• [Given instruction]:
Which lines in the records contain the string "arms"? Pull out each of those lines and copy it.

• [Input for this task]:
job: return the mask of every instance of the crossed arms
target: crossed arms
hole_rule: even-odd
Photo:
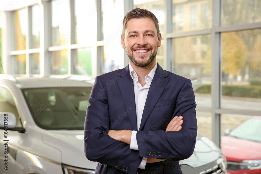
[[[105,80],[102,81],[105,82],[103,83],[105,86],[106,81]],[[182,116],[183,118],[180,116],[173,119],[166,131],[158,130],[153,131],[152,134],[150,134],[150,138],[139,146],[137,151],[130,148],[132,131],[108,131],[111,118],[110,112],[114,109],[123,110],[121,108],[113,108],[115,106],[110,105],[108,102],[107,95],[109,92],[115,93],[115,91],[107,91],[108,94],[107,92],[102,93],[98,99],[95,100],[95,94],[101,93],[100,90],[104,88],[99,77],[97,77],[88,100],[85,125],[85,152],[87,159],[113,167],[120,162],[122,166],[129,168],[128,173],[135,174],[143,157],[151,157],[148,158],[147,163],[156,162],[159,159],[157,159],[159,157],[157,156],[148,157],[146,152],[161,152],[161,158],[165,159],[173,153],[175,154],[173,158],[174,160],[189,157],[194,151],[197,135],[196,104],[194,93],[189,95],[186,100],[182,99],[184,96],[187,95],[188,91],[191,91],[192,89],[193,91],[190,80],[183,81],[180,83],[181,82],[183,86],[181,85],[177,92],[176,100],[177,101],[182,102],[177,102],[173,115]],[[122,103],[120,97],[114,97],[113,100],[116,103]],[[181,120],[183,122],[179,122]],[[182,124],[182,129],[180,127]],[[142,139],[144,135],[149,134],[150,131],[138,131],[137,139]],[[126,172],[126,170],[121,171]]]
[[[181,125],[183,123],[182,116],[178,117],[176,116],[174,118],[169,122],[166,131],[178,131],[181,129]],[[130,145],[130,139],[132,130],[109,130],[108,131],[108,135],[111,137],[117,140]],[[148,158],[147,163],[156,163],[164,161],[165,159],[160,159],[155,158]]]

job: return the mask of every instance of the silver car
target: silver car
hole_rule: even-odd
[[[83,131],[94,82],[0,75],[0,173],[94,173],[97,163],[85,156]],[[184,174],[225,173],[227,166],[220,149],[199,135],[192,156],[180,164]]]

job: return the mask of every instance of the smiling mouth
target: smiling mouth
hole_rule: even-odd
[[[143,53],[145,52],[147,52],[149,51],[148,50],[136,50],[134,51],[138,53]]]

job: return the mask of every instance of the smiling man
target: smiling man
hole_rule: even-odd
[[[191,82],[157,63],[162,36],[153,13],[136,8],[123,24],[130,63],[96,77],[85,119],[85,155],[99,162],[96,173],[182,173],[179,160],[192,154],[197,128]]]

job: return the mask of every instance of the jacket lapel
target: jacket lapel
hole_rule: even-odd
[[[130,74],[129,66],[128,64],[120,74],[118,74],[120,77],[117,79],[117,81],[124,102],[126,110],[129,111],[130,108],[134,109],[129,112],[128,115],[133,130],[137,130],[134,87],[133,85],[133,80]]]
[[[164,79],[168,75],[158,63],[155,74],[151,83],[147,96],[139,130],[142,130],[159,97],[161,95],[168,81],[168,80]],[[130,78],[131,79],[131,77]],[[134,94],[133,95],[134,95]],[[137,122],[137,118],[136,119]]]

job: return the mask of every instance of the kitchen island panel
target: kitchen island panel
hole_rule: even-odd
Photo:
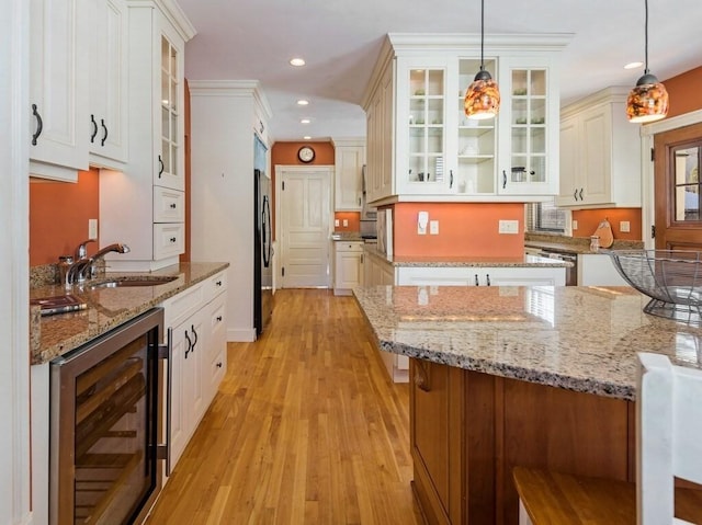
[[[634,479],[634,403],[411,359],[414,487],[430,524],[517,525],[517,465]]]

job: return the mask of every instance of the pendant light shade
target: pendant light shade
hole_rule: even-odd
[[[465,92],[464,110],[468,118],[492,118],[500,110],[500,90],[485,70],[485,0],[480,0],[480,70]]]
[[[644,0],[645,21],[645,69],[644,76],[629,93],[626,116],[629,122],[644,124],[655,122],[668,114],[668,91],[655,75],[648,72],[648,0]]]

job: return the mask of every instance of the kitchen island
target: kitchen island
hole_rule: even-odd
[[[410,357],[414,488],[428,523],[518,522],[516,465],[633,480],[636,352],[700,367],[702,329],[629,287],[354,289]]]

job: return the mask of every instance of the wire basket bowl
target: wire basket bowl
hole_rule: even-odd
[[[652,300],[646,313],[702,324],[702,252],[609,250],[622,277]]]

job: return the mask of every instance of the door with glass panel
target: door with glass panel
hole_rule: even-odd
[[[702,251],[702,124],[654,137],[656,248]]]

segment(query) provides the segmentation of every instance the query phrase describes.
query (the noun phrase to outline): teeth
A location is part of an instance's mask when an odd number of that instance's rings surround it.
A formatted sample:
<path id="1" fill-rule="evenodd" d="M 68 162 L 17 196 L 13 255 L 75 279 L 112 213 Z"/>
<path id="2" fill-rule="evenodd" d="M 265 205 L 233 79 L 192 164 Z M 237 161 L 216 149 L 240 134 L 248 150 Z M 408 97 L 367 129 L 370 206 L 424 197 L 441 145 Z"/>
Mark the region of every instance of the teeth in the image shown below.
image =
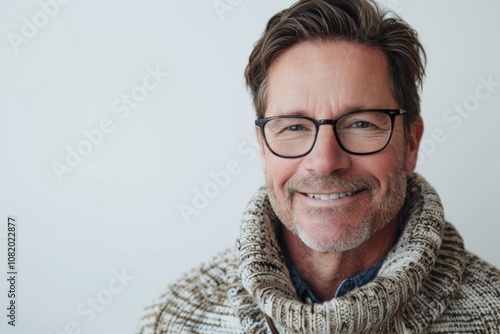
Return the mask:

• [Correct result]:
job: return the mask of every instance of the crossed arms
target: crossed arms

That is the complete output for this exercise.